> [MATERIAL FOR THE TASK]:
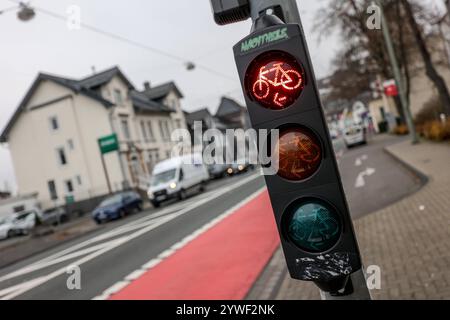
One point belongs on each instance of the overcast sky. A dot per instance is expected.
(184, 28)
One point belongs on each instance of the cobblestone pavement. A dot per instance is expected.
(409, 240)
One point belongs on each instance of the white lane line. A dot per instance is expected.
(359, 160)
(126, 228)
(118, 242)
(177, 246)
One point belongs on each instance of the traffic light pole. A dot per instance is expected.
(398, 78)
(287, 11)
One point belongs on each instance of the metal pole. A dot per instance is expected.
(397, 75)
(291, 15)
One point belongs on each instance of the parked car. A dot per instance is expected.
(54, 216)
(17, 224)
(354, 135)
(217, 170)
(117, 206)
(176, 178)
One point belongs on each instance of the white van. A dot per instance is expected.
(354, 135)
(177, 178)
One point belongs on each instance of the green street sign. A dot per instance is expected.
(108, 143)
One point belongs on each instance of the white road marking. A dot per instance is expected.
(177, 246)
(359, 160)
(360, 182)
(16, 290)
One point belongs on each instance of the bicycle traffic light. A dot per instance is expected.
(307, 196)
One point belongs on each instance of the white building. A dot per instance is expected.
(53, 135)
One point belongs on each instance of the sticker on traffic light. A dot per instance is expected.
(275, 80)
(313, 226)
(299, 153)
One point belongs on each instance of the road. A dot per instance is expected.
(118, 251)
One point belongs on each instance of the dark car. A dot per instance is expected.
(117, 206)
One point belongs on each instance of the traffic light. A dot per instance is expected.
(307, 196)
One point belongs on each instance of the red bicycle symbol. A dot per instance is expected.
(276, 76)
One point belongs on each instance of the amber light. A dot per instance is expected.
(275, 80)
(299, 154)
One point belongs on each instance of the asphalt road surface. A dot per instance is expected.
(372, 180)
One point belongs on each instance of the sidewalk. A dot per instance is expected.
(409, 240)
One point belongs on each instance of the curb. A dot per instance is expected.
(424, 179)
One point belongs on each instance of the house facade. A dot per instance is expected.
(53, 135)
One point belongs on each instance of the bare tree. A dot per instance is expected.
(430, 69)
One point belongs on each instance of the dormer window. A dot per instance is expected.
(118, 99)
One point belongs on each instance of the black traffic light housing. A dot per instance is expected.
(230, 11)
(311, 214)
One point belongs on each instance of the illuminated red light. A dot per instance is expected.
(275, 80)
(299, 153)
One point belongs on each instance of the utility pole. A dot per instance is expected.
(397, 75)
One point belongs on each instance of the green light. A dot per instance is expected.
(314, 227)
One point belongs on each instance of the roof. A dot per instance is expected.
(71, 84)
(198, 115)
(145, 101)
(142, 103)
(228, 107)
(104, 77)
(161, 91)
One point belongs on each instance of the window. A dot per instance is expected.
(144, 131)
(62, 159)
(164, 129)
(118, 97)
(70, 144)
(161, 130)
(52, 190)
(166, 124)
(69, 186)
(150, 131)
(54, 125)
(126, 129)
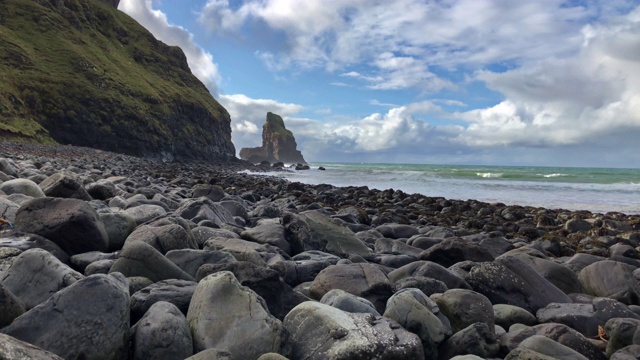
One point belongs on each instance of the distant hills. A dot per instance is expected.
(81, 72)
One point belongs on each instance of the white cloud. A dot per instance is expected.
(200, 61)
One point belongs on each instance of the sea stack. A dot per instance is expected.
(278, 144)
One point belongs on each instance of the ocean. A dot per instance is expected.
(598, 190)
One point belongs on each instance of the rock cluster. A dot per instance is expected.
(116, 257)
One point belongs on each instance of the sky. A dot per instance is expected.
(483, 82)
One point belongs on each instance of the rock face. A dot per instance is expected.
(278, 144)
(109, 84)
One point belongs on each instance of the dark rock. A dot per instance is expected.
(93, 315)
(70, 223)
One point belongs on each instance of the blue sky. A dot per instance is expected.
(495, 82)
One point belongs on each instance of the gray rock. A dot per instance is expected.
(176, 292)
(476, 339)
(140, 259)
(272, 234)
(70, 223)
(611, 279)
(22, 186)
(546, 347)
(36, 275)
(190, 260)
(320, 331)
(118, 226)
(464, 307)
(223, 314)
(163, 238)
(363, 280)
(162, 333)
(93, 315)
(585, 317)
(312, 230)
(507, 315)
(344, 301)
(11, 306)
(412, 310)
(64, 185)
(510, 281)
(14, 349)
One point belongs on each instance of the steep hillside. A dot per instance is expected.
(81, 72)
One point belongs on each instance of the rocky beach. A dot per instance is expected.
(109, 256)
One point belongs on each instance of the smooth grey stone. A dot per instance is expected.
(162, 333)
(611, 279)
(190, 260)
(509, 280)
(140, 259)
(313, 230)
(99, 303)
(14, 349)
(413, 311)
(118, 226)
(319, 331)
(64, 185)
(70, 223)
(35, 275)
(344, 301)
(224, 314)
(22, 186)
(476, 339)
(464, 307)
(364, 280)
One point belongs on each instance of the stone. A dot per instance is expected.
(92, 313)
(35, 275)
(312, 230)
(611, 279)
(464, 307)
(413, 311)
(344, 301)
(140, 259)
(176, 292)
(224, 314)
(510, 281)
(320, 331)
(70, 223)
(476, 339)
(64, 185)
(162, 333)
(453, 250)
(14, 349)
(363, 280)
(190, 260)
(22, 186)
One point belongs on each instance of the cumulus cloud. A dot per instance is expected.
(200, 61)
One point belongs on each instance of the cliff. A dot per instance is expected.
(81, 72)
(278, 144)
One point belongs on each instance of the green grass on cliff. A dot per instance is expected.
(80, 69)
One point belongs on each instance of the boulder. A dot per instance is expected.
(320, 331)
(70, 223)
(92, 313)
(363, 280)
(162, 333)
(36, 275)
(224, 314)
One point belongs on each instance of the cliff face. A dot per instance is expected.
(278, 144)
(81, 72)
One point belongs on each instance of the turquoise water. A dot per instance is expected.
(594, 189)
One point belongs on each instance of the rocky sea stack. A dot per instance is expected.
(81, 72)
(278, 144)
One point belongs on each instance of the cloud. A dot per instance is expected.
(200, 61)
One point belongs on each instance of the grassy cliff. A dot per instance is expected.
(81, 72)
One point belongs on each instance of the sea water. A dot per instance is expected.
(594, 189)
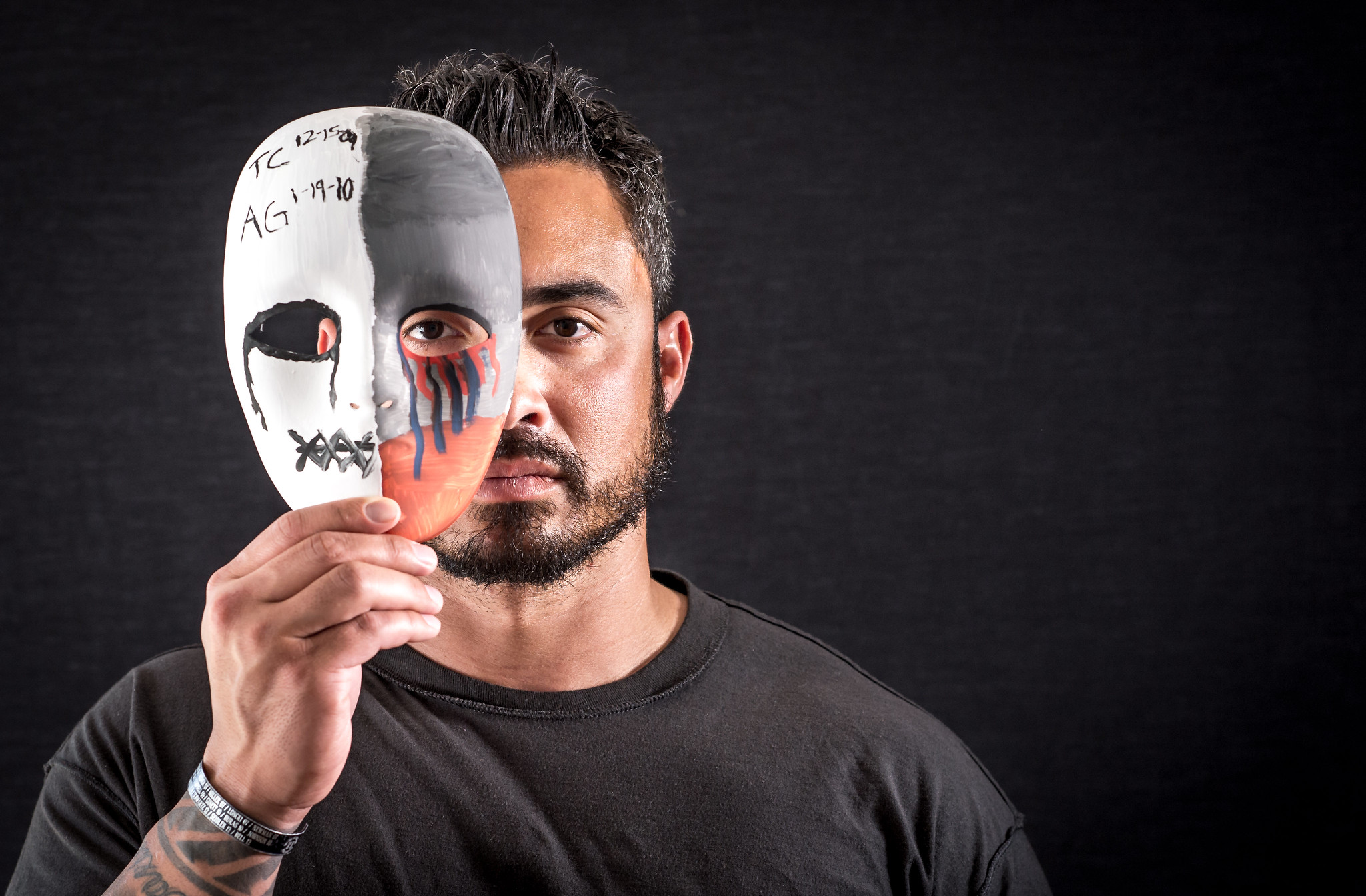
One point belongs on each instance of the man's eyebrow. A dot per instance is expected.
(593, 291)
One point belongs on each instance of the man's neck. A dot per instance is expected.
(604, 623)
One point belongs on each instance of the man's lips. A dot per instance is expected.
(517, 480)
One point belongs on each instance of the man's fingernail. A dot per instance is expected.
(382, 511)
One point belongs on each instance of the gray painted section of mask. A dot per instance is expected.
(439, 230)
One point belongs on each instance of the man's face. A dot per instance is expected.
(585, 441)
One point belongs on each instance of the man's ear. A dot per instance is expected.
(675, 335)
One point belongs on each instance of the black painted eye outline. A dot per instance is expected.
(259, 339)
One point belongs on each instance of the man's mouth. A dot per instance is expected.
(517, 480)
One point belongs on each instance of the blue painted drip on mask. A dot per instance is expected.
(438, 436)
(472, 379)
(413, 409)
(457, 425)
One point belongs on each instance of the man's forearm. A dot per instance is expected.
(186, 854)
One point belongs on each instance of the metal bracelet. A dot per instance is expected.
(246, 831)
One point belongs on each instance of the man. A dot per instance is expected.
(521, 705)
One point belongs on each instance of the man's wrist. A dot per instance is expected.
(237, 824)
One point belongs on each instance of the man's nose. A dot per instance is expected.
(529, 406)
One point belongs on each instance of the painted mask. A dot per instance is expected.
(372, 295)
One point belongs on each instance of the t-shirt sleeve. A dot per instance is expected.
(81, 836)
(122, 768)
(1015, 871)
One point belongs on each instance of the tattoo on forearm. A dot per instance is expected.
(209, 859)
(145, 869)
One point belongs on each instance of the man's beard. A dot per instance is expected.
(516, 547)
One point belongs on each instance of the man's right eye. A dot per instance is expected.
(566, 327)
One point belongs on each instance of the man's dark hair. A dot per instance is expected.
(542, 111)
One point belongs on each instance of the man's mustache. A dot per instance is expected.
(524, 441)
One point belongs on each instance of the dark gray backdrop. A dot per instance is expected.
(1029, 373)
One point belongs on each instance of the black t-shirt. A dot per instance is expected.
(746, 759)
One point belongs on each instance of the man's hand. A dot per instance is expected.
(287, 625)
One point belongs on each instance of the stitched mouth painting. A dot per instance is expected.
(372, 295)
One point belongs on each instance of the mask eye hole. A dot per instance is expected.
(301, 331)
(440, 331)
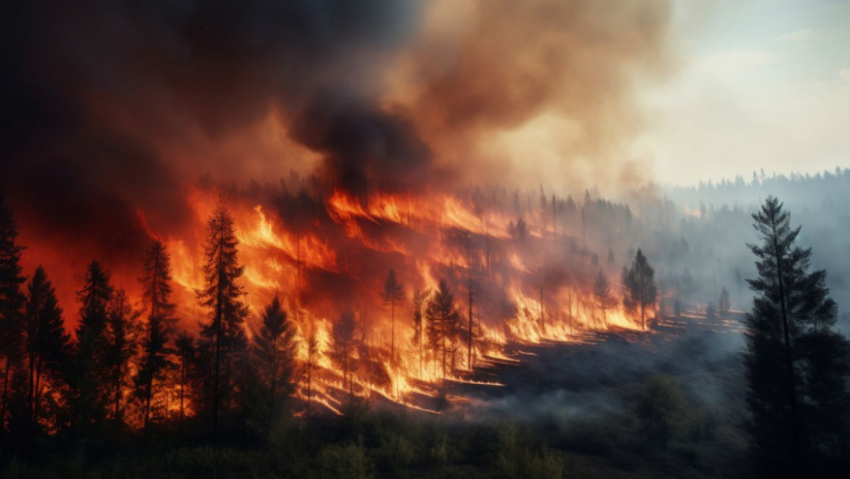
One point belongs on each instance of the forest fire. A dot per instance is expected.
(333, 263)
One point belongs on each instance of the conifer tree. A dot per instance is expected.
(443, 319)
(344, 342)
(723, 303)
(640, 291)
(275, 350)
(88, 400)
(156, 301)
(602, 294)
(184, 346)
(11, 300)
(393, 292)
(419, 299)
(47, 343)
(797, 366)
(120, 348)
(223, 296)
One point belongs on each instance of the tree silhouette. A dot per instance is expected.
(343, 340)
(87, 398)
(156, 300)
(392, 293)
(797, 367)
(11, 299)
(119, 349)
(184, 346)
(723, 303)
(443, 319)
(47, 343)
(602, 294)
(640, 291)
(419, 299)
(223, 295)
(275, 349)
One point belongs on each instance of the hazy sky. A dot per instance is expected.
(759, 84)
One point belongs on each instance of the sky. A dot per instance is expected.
(756, 84)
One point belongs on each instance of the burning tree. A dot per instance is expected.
(222, 294)
(639, 287)
(11, 298)
(344, 342)
(392, 293)
(156, 294)
(604, 297)
(120, 347)
(47, 343)
(87, 400)
(184, 346)
(275, 348)
(443, 321)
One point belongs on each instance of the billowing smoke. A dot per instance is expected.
(110, 110)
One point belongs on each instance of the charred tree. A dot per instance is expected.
(640, 291)
(443, 320)
(47, 343)
(393, 292)
(11, 300)
(223, 296)
(87, 400)
(344, 343)
(156, 300)
(797, 365)
(275, 350)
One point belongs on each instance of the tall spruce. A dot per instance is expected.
(88, 400)
(603, 296)
(47, 343)
(119, 350)
(223, 296)
(419, 299)
(156, 301)
(184, 346)
(393, 292)
(344, 343)
(11, 300)
(443, 321)
(797, 365)
(640, 292)
(275, 350)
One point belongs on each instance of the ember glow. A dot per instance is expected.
(529, 288)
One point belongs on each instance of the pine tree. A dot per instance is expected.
(797, 366)
(640, 291)
(11, 300)
(156, 295)
(47, 343)
(602, 294)
(419, 299)
(443, 319)
(122, 340)
(223, 295)
(343, 341)
(184, 345)
(312, 360)
(88, 401)
(392, 293)
(275, 350)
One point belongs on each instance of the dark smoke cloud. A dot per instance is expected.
(483, 68)
(113, 106)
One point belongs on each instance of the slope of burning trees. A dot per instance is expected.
(387, 294)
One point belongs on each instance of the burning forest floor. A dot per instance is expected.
(554, 409)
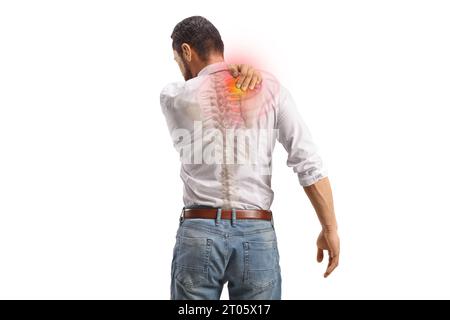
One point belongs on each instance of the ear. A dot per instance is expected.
(186, 51)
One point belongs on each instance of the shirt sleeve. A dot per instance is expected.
(295, 137)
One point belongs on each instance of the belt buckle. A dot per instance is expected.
(182, 215)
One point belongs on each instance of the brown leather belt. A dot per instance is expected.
(211, 213)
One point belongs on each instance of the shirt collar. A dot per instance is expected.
(212, 68)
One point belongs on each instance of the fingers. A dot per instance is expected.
(243, 71)
(254, 81)
(247, 80)
(233, 68)
(332, 264)
(319, 255)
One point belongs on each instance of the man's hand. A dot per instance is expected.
(248, 76)
(328, 240)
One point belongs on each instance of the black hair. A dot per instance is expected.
(200, 34)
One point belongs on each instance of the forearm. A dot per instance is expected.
(321, 198)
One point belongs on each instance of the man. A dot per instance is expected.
(225, 135)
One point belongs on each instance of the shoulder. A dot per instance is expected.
(169, 92)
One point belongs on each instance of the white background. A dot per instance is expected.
(89, 181)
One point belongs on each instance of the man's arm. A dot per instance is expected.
(303, 157)
(321, 198)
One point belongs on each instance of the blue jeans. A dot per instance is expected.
(208, 253)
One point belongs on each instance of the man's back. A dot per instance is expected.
(226, 137)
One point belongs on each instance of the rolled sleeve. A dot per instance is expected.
(295, 137)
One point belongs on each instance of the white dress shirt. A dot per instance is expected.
(225, 138)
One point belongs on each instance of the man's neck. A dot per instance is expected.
(211, 60)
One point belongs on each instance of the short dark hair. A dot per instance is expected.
(200, 34)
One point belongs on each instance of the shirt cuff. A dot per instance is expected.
(307, 180)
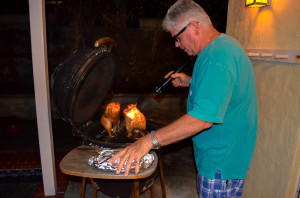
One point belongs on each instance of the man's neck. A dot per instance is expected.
(209, 35)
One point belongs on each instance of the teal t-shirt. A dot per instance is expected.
(223, 92)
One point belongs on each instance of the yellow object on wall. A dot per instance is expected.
(257, 3)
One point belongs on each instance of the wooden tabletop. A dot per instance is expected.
(76, 163)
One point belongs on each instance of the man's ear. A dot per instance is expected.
(195, 26)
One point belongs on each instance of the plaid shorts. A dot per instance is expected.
(217, 188)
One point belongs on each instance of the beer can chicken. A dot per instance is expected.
(134, 119)
(110, 119)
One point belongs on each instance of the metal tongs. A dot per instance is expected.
(159, 89)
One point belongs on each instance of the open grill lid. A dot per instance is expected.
(81, 83)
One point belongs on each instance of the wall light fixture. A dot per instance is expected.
(257, 3)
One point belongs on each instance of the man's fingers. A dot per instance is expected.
(116, 156)
(168, 74)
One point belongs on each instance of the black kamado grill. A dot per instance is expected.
(80, 86)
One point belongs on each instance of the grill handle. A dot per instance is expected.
(159, 89)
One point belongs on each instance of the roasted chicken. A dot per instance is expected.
(110, 119)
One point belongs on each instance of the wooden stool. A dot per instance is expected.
(75, 163)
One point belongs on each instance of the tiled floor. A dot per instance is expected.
(19, 153)
(19, 150)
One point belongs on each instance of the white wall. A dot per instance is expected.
(276, 164)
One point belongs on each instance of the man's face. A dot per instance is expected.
(183, 39)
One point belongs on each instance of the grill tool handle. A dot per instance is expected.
(159, 89)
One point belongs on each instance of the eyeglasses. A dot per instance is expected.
(180, 32)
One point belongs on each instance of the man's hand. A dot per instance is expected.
(180, 79)
(133, 154)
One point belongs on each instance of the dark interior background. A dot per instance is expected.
(145, 53)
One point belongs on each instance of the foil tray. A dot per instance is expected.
(101, 161)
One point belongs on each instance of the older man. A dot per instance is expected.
(221, 108)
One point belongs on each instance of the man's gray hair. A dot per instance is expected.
(183, 12)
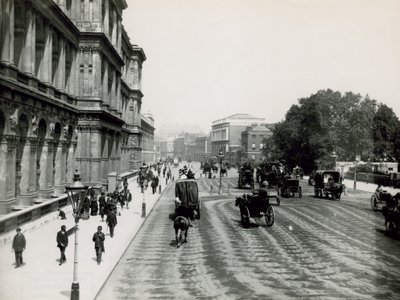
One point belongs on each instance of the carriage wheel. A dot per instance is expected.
(374, 202)
(244, 215)
(391, 228)
(269, 216)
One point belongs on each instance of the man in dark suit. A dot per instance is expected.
(62, 243)
(19, 244)
(111, 222)
(98, 239)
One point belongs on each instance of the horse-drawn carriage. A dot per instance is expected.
(253, 206)
(380, 198)
(187, 192)
(291, 187)
(328, 183)
(391, 212)
(246, 177)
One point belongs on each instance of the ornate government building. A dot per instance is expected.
(70, 96)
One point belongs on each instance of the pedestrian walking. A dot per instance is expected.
(61, 214)
(154, 184)
(19, 244)
(98, 239)
(94, 207)
(128, 198)
(102, 204)
(111, 222)
(62, 243)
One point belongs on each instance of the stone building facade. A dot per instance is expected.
(70, 96)
(253, 141)
(226, 134)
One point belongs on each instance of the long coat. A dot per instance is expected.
(98, 239)
(111, 219)
(19, 242)
(62, 238)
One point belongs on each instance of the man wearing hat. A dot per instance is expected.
(98, 239)
(62, 242)
(18, 247)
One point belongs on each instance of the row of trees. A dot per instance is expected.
(326, 122)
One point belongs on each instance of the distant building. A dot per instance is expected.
(166, 146)
(202, 147)
(253, 142)
(226, 133)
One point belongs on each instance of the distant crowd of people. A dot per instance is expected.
(108, 207)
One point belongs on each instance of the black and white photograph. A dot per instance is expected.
(199, 149)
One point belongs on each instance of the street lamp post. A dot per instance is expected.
(334, 160)
(220, 158)
(76, 194)
(355, 174)
(143, 170)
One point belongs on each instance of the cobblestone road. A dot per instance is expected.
(317, 249)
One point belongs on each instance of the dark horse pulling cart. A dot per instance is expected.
(291, 187)
(391, 212)
(328, 183)
(187, 192)
(253, 206)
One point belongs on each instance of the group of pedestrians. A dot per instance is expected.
(108, 207)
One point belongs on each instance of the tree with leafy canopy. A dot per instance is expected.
(323, 123)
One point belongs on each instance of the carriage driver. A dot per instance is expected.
(183, 210)
(261, 195)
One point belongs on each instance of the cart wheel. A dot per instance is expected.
(374, 202)
(391, 228)
(269, 216)
(244, 215)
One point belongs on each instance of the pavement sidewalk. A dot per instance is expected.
(42, 277)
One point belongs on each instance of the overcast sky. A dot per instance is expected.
(207, 59)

> [THE PROBLEM]:
Everything from the line containing "One point belongs on each instance of the tree with" to the last line of the entries above should be quoted exactly, and only that.

> [OUTPUT OF THE TASK]:
One point belongs on each instance of the tree with leafy canopy. A dot per instance is expected.
(323, 123)
One point belongs on each instance of the carriage driver. A dot per instance is expected.
(183, 210)
(261, 195)
One point belongs on each instance of the cart wheel. A dot per instance is expected.
(374, 202)
(391, 228)
(269, 216)
(244, 215)
One point belongs on each instance of the pavement sidewalk. A dot per instance is expected.
(42, 277)
One point belongs on each instance of the overcast sky. A dot per instance is expected.
(207, 59)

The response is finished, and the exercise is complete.